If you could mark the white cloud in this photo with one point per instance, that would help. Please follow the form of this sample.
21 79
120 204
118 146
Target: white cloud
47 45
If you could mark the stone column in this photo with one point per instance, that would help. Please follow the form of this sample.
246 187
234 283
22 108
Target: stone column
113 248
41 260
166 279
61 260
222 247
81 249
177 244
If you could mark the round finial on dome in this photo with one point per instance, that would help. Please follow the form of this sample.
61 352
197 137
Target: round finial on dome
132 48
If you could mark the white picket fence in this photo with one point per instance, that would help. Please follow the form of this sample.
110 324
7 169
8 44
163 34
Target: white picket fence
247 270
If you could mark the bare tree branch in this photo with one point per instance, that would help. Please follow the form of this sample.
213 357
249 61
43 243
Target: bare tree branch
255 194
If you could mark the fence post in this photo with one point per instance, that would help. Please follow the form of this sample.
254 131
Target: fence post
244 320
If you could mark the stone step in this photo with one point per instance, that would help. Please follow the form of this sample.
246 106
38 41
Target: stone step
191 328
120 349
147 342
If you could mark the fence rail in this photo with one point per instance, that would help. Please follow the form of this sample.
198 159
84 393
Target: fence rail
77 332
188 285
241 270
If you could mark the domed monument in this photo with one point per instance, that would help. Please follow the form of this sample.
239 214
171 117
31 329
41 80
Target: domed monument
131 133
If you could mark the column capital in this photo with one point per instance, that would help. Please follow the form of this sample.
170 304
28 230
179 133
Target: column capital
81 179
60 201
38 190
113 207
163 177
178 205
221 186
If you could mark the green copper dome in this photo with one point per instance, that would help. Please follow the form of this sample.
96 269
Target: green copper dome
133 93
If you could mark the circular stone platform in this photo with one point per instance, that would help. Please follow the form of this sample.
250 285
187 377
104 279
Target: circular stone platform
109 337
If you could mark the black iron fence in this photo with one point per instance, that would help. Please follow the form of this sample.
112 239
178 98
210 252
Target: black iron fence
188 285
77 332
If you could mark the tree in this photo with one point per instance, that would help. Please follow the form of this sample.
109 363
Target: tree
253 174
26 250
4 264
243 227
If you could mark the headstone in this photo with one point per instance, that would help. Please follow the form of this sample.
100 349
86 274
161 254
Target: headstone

Task brief ▸
Within the entries, find all lines holding "headstone" and copy each one.

Result of this task ▸
If you could mark the headstone in this photo with one point per instance, that would help. Please follow the form of this sample.
Target: headstone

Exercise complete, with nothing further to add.